◆ **What you are asked to do**:
Reproduce the records below verbatim, starting at their first line and ending at the line containing "POLYGON ((380 252, 379", with both ends included. Leave the pictures out of your output.

◆ **Material for this task**:
= = = = = = =
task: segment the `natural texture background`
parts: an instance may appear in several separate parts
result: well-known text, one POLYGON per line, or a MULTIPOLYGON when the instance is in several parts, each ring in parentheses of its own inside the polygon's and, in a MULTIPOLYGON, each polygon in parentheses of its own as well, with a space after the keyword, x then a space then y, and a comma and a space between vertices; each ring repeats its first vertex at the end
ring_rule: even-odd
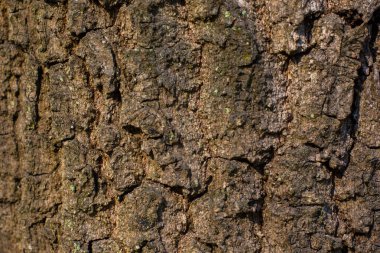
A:
POLYGON ((380 252, 379 0, 0 0, 0 252, 380 252))

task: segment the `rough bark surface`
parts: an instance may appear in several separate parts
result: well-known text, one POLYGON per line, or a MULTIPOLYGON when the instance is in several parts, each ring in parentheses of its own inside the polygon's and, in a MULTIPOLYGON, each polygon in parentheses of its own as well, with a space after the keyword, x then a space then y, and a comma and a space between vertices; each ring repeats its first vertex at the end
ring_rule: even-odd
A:
POLYGON ((379 0, 1 0, 0 252, 380 252, 379 0))

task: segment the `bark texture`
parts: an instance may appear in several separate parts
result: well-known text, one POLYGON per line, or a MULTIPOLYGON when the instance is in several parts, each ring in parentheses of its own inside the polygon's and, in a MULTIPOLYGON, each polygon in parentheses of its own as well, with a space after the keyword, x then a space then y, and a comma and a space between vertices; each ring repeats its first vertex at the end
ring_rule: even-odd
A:
POLYGON ((1 0, 0 252, 380 252, 379 0, 1 0))

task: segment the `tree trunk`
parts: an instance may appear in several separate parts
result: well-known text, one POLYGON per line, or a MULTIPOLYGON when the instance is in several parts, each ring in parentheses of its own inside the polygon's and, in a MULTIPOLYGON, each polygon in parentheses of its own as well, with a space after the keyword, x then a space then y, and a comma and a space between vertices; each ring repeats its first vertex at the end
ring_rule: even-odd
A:
POLYGON ((0 252, 380 252, 379 0, 1 0, 0 252))

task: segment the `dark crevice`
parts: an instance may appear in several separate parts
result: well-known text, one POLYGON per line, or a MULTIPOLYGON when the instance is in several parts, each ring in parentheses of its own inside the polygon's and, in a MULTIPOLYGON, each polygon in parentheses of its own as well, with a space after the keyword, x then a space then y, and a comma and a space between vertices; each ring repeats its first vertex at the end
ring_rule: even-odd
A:
POLYGON ((213 180, 213 177, 209 177, 207 179, 207 181, 205 183, 206 186, 205 186, 205 189, 203 191, 197 192, 196 194, 190 194, 189 197, 188 197, 189 202, 193 202, 193 201, 195 201, 197 199, 202 198, 208 192, 208 188, 209 188, 212 180, 213 180))
POLYGON ((358 27, 364 22, 363 15, 355 9, 342 10, 336 14, 343 18, 346 24, 351 28, 358 27))
POLYGON ((123 127, 123 129, 125 131, 127 131, 128 133, 130 134, 142 134, 142 129, 140 127, 136 127, 136 126, 133 126, 133 125, 125 125, 123 127))
POLYGON ((130 187, 127 187, 119 196, 117 196, 117 200, 120 202, 124 201, 125 196, 132 193, 137 187, 139 187, 141 184, 133 185, 130 187))
POLYGON ((35 110, 36 110, 36 115, 35 115, 35 129, 37 128, 38 121, 40 120, 40 113, 39 113, 39 101, 40 101, 40 96, 41 96, 41 86, 43 82, 43 69, 41 66, 37 68, 37 81, 36 81, 36 105, 35 105, 35 110))

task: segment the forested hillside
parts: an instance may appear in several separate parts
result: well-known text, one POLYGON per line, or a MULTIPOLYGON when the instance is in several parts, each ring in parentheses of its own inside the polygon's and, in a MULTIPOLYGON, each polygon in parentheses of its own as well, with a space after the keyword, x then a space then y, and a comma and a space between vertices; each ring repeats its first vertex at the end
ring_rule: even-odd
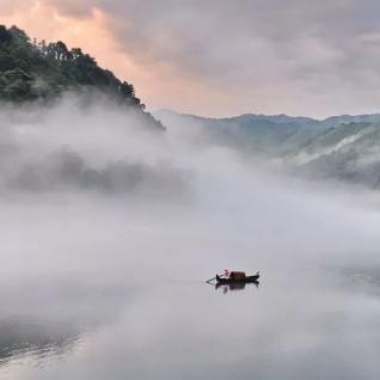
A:
POLYGON ((0 101, 50 103, 64 92, 101 92, 132 107, 148 124, 162 128, 136 97, 132 84, 98 66, 95 58, 64 42, 31 40, 16 26, 0 25, 0 101))

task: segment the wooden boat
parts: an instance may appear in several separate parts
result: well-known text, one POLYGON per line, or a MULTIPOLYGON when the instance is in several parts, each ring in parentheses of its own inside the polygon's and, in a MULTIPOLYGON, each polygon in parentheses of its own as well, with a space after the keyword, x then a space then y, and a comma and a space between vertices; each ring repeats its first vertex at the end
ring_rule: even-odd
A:
POLYGON ((260 273, 257 272, 253 276, 246 276, 244 272, 230 272, 229 276, 219 276, 216 275, 216 282, 220 285, 223 284, 249 284, 257 283, 260 278, 260 273))

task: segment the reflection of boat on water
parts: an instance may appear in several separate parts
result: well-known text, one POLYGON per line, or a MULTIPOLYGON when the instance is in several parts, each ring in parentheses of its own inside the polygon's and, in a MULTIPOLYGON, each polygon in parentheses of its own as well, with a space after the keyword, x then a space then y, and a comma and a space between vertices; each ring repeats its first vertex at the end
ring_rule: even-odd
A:
POLYGON ((215 289, 222 288, 223 293, 227 293, 227 291, 236 291, 236 290, 244 290, 245 287, 249 285, 255 285, 256 288, 259 287, 260 282, 259 281, 252 281, 252 282, 230 282, 229 284, 222 284, 220 282, 215 284, 215 289))

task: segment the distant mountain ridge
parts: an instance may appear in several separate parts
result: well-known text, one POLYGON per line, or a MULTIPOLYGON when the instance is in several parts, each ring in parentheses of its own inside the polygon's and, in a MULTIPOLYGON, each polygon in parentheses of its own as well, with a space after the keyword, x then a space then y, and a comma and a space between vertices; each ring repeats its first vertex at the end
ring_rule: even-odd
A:
POLYGON ((380 188, 380 114, 324 120, 254 114, 211 119, 172 111, 155 116, 168 128, 196 127, 202 141, 280 160, 304 176, 380 188))

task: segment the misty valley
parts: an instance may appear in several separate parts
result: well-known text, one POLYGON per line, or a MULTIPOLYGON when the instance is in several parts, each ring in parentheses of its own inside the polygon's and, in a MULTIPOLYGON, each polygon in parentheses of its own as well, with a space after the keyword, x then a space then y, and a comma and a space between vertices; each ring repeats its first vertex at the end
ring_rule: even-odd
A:
MULTIPOLYGON (((49 28, 116 6, 80 3, 49 28)), ((0 25, 0 210, 0 380, 379 377, 379 114, 150 113, 82 49, 0 25)))
POLYGON ((378 190, 175 119, 3 106, 0 378, 375 378, 378 190))

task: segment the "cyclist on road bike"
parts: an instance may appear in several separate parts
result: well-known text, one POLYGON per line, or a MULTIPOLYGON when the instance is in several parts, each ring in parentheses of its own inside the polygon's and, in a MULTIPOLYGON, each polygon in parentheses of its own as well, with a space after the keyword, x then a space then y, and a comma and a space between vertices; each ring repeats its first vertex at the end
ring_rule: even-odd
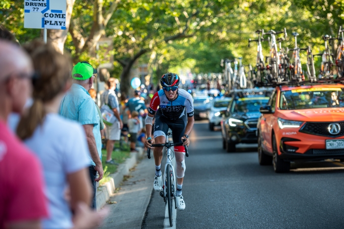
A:
MULTIPOLYGON (((163 89, 156 93, 150 102, 146 117, 147 132, 146 147, 153 149, 151 144, 164 144, 169 128, 172 130, 174 143, 183 142, 189 146, 189 134, 194 126, 194 105, 191 95, 185 90, 178 89, 179 77, 174 73, 167 73, 160 79, 163 89), (159 109, 158 109, 159 106, 159 109), (154 127, 154 139, 152 139, 153 118, 155 115, 154 127), (151 142, 151 143, 148 142, 151 142)), ((155 191, 162 190, 162 177, 161 170, 163 147, 155 147, 153 154, 155 162, 155 177, 153 185, 155 191)), ((185 203, 182 196, 185 162, 185 150, 183 146, 175 146, 174 154, 176 162, 177 187, 175 192, 177 206, 184 210, 185 203)))

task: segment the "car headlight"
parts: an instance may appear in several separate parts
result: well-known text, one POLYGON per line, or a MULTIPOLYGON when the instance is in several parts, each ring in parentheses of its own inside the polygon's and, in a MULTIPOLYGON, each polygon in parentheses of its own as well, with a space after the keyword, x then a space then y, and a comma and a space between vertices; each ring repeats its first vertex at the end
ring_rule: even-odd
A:
POLYGON ((231 127, 236 127, 237 126, 242 126, 243 121, 235 119, 229 119, 228 121, 229 126, 231 127))
POLYGON ((303 123, 303 122, 286 120, 280 118, 277 119, 277 122, 278 126, 281 129, 283 128, 298 128, 303 123))

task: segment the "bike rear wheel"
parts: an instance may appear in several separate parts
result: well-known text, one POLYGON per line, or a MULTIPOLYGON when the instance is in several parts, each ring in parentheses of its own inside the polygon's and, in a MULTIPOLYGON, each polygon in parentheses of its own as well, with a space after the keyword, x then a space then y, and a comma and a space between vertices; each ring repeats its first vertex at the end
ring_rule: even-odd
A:
POLYGON ((169 219, 170 220, 170 226, 173 227, 173 199, 174 198, 174 178, 172 178, 173 172, 171 165, 167 165, 166 169, 166 178, 167 179, 167 185, 166 185, 166 198, 167 198, 168 207, 169 208, 169 219))

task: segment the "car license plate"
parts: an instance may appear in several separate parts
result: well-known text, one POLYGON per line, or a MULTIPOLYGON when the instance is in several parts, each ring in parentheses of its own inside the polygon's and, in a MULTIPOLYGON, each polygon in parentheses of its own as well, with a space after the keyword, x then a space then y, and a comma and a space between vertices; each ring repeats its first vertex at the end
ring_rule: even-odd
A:
POLYGON ((201 112, 200 113, 200 117, 201 118, 206 118, 206 113, 201 112))
POLYGON ((326 150, 344 149, 344 139, 326 140, 326 150))

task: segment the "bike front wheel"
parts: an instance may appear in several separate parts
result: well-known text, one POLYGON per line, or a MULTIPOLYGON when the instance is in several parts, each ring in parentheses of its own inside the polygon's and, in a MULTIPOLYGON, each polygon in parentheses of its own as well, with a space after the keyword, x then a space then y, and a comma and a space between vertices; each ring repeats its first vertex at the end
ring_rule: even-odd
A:
POLYGON ((170 226, 173 227, 173 199, 174 198, 174 178, 172 178, 173 172, 171 165, 167 165, 166 169, 166 178, 167 179, 167 185, 166 185, 166 198, 167 198, 168 207, 169 208, 169 219, 170 220, 170 226))

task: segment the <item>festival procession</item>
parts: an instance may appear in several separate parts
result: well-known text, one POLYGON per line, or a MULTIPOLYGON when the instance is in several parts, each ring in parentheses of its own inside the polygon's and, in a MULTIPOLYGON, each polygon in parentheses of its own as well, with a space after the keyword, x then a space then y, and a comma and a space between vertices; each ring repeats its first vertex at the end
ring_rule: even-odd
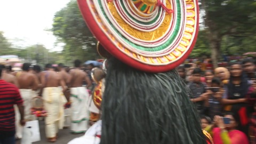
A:
POLYGON ((66 1, 0 24, 0 144, 256 143, 255 1, 66 1))

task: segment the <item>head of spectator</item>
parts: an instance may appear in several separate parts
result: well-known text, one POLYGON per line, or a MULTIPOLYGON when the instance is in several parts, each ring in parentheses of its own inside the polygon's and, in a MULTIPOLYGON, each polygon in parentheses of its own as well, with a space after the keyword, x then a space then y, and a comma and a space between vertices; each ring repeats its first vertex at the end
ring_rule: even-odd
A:
POLYGON ((36 74, 38 74, 41 71, 41 67, 39 65, 34 65, 33 66, 33 70, 36 74))
POLYGON ((243 75, 243 67, 239 62, 234 62, 230 64, 230 79, 241 77, 243 75))
POLYGON ((220 128, 224 126, 228 131, 235 130, 238 125, 239 116, 233 113, 227 112, 216 121, 217 125, 220 128))
POLYGON ((205 77, 205 82, 207 84, 211 84, 212 79, 214 76, 213 75, 213 71, 211 70, 207 70, 204 73, 204 76, 205 77))
POLYGON ((46 65, 45 65, 45 68, 46 70, 54 70, 53 67, 52 67, 52 65, 51 63, 47 63, 46 65))
POLYGON ((220 78, 224 84, 228 83, 230 74, 226 68, 218 67, 215 69, 215 75, 220 78))
POLYGON ((179 66, 178 67, 178 73, 179 73, 179 75, 180 75, 180 77, 181 77, 183 79, 186 78, 186 70, 184 66, 179 66))
POLYGON ((94 68, 92 69, 91 76, 93 81, 98 84, 102 78, 106 77, 106 73, 101 68, 94 68))
POLYGON ((74 61, 74 64, 75 67, 80 68, 81 67, 82 61, 79 60, 75 60, 74 61))
POLYGON ((243 74, 241 63, 234 62, 230 66, 230 78, 228 84, 228 96, 229 98, 246 98, 249 92, 251 84, 248 78, 243 74))
POLYGON ((193 82, 199 83, 201 82, 201 69, 199 68, 196 68, 192 72, 193 82))
POLYGON ((211 85, 211 87, 220 88, 221 84, 221 81, 219 77, 214 77, 212 79, 212 83, 211 85))
POLYGON ((65 67, 64 64, 62 63, 60 63, 58 64, 58 69, 59 71, 60 71, 61 70, 62 70, 65 67))
POLYGON ((22 70, 25 71, 29 71, 30 70, 31 63, 29 62, 25 62, 22 65, 22 70))
POLYGON ((232 113, 224 114, 223 117, 216 115, 214 124, 206 130, 212 133, 214 143, 249 143, 246 135, 236 130, 239 119, 238 115, 232 113))
POLYGON ((206 116, 202 116, 201 117, 201 126, 202 129, 205 129, 208 125, 212 123, 211 118, 206 116))
POLYGON ((70 71, 70 68, 69 67, 65 66, 65 69, 66 72, 68 73, 69 73, 69 71, 70 71))
POLYGON ((250 78, 255 78, 255 61, 252 59, 245 59, 243 61, 243 67, 244 72, 246 73, 248 77, 250 78))
POLYGON ((2 79, 2 73, 3 72, 2 69, 3 69, 3 67, 0 66, 0 79, 2 79))
POLYGON ((90 63, 89 65, 88 65, 88 67, 87 67, 87 68, 90 70, 92 70, 92 69, 94 67, 94 66, 93 65, 93 63, 90 63))
POLYGON ((12 73, 12 66, 7 66, 5 67, 5 71, 6 73, 7 74, 12 73))

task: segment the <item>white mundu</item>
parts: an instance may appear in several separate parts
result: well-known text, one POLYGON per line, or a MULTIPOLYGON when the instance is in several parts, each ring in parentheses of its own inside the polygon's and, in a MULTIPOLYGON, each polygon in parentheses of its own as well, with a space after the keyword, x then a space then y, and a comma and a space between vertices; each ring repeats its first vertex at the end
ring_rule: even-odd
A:
POLYGON ((101 135, 101 120, 93 125, 86 131, 85 134, 69 141, 68 144, 99 144, 101 135), (99 136, 99 137, 97 137, 99 136))
POLYGON ((88 129, 89 94, 85 87, 70 89, 71 101, 71 131, 85 132, 88 129))
POLYGON ((45 117, 45 133, 47 138, 53 138, 64 124, 64 105, 67 100, 62 89, 58 87, 44 88, 44 108, 47 113, 45 117))
MULTIPOLYGON (((33 97, 32 90, 20 89, 20 93, 23 101, 24 106, 24 119, 27 121, 32 121, 31 115, 31 100, 33 97)), ((20 114, 17 106, 14 105, 15 109, 15 124, 16 129, 16 137, 21 139, 22 138, 22 127, 20 124, 20 114)))

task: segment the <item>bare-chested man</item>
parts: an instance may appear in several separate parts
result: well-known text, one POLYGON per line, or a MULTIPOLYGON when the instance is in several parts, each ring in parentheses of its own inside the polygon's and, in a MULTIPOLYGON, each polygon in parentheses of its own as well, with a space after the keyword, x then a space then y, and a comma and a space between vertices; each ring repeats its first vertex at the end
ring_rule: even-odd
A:
MULTIPOLYGON (((34 97, 33 91, 38 89, 38 82, 36 76, 29 71, 30 69, 31 64, 30 63, 24 63, 22 65, 22 71, 13 72, 12 73, 17 78, 20 86, 20 92, 24 101, 24 118, 26 121, 32 121, 31 117, 31 100, 34 97)), ((16 136, 18 138, 21 138, 22 127, 19 124, 20 117, 19 113, 15 108, 16 112, 16 136)))
POLYGON ((71 77, 69 74, 66 71, 64 65, 62 63, 59 63, 59 65, 58 65, 58 69, 59 70, 59 73, 65 82, 66 84, 67 85, 70 82, 71 77))
POLYGON ((33 68, 30 70, 30 73, 34 74, 38 82, 38 89, 36 91, 33 91, 34 95, 35 97, 38 96, 40 92, 40 90, 42 88, 42 83, 40 81, 40 74, 41 74, 41 68, 39 65, 33 66, 33 68))
POLYGON ((74 133, 85 132, 87 129, 89 119, 89 94, 86 88, 83 86, 83 81, 85 81, 89 87, 91 85, 87 74, 81 70, 82 62, 79 60, 74 61, 74 69, 70 70, 71 79, 70 91, 72 101, 71 130, 74 133))
POLYGON ((47 140, 54 142, 59 129, 63 128, 64 104, 67 100, 63 94, 67 88, 60 75, 54 71, 51 64, 45 66, 46 71, 40 76, 43 89, 41 92, 47 116, 45 117, 45 133, 47 140), (62 87, 60 87, 60 86, 62 87))
POLYGON ((0 67, 2 68, 3 71, 2 78, 6 82, 14 84, 17 87, 19 88, 19 83, 18 83, 16 77, 13 75, 7 73, 6 68, 4 65, 0 65, 0 67))

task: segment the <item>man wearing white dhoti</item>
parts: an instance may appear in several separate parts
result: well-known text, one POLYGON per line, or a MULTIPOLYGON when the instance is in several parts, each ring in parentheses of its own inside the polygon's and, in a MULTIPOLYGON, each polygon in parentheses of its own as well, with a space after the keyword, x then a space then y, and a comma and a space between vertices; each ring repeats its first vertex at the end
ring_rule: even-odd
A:
POLYGON ((63 106, 67 100, 63 92, 66 90, 66 86, 60 75, 53 70, 51 64, 47 64, 45 69, 46 71, 42 73, 40 76, 43 89, 39 95, 43 96, 47 114, 45 117, 46 136, 49 141, 55 142, 58 130, 63 128, 64 123, 63 106))
POLYGON ((101 120, 93 124, 86 131, 84 135, 75 138, 68 144, 99 144, 101 135, 101 120))
POLYGON ((86 87, 91 86, 91 82, 87 74, 80 69, 82 62, 76 60, 74 62, 75 69, 70 71, 70 91, 71 101, 71 124, 73 133, 85 132, 88 129, 89 119, 89 94, 86 89, 83 86, 83 81, 86 82, 86 87))
POLYGON ((85 132, 88 129, 89 119, 89 94, 85 87, 71 87, 70 91, 71 131, 75 133, 85 132))
MULTIPOLYGON (((29 73, 30 66, 30 63, 24 63, 22 68, 22 71, 12 73, 17 77, 20 87, 20 93, 24 101, 24 118, 26 121, 33 120, 30 111, 31 100, 33 97, 33 90, 37 90, 38 86, 38 81, 36 78, 36 75, 29 73)), ((21 139, 22 137, 22 126, 19 123, 20 115, 16 105, 14 105, 14 109, 16 118, 16 137, 18 139, 21 139)))

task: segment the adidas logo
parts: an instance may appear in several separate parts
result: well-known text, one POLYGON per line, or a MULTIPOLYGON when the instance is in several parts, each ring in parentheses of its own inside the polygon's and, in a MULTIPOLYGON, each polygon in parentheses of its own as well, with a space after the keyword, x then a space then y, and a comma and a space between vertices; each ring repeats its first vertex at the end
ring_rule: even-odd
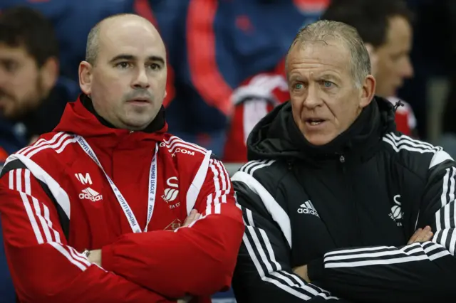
= = = = = = =
◆ **Written answer**:
task: segment the `natural texture background`
parts: an instance may appear in several separate parts
result: well-known text, one POLYGON per line, or a MULTIPOLYGON when the instance is in several parts, each ring in parentheses of its own inside the polygon's and, in a MULTIPOLYGON, each polygon in parentheses of its own as well, with a space after the keyword, x then a space then y, and a comma and a space between vertices; each ring repeats its first vertex at the end
ring_rule: even-odd
A:
POLYGON ((380 252, 379 0, 0 0, 0 252, 380 252))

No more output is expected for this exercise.